• [TASK] Quote the records below line for line without any changes, but leave the pictures out of your answer.

__________

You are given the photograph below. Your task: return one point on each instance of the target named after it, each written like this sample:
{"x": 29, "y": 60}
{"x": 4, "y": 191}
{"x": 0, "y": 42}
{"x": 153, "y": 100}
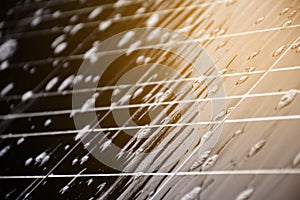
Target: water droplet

__________

• [EXERCISE RESPONSE]
You are given the photograph below. Your task: return one point on each instance of the target named after it, each written like this sample:
{"x": 29, "y": 60}
{"x": 4, "y": 191}
{"x": 0, "y": 42}
{"x": 153, "y": 100}
Target: water droplet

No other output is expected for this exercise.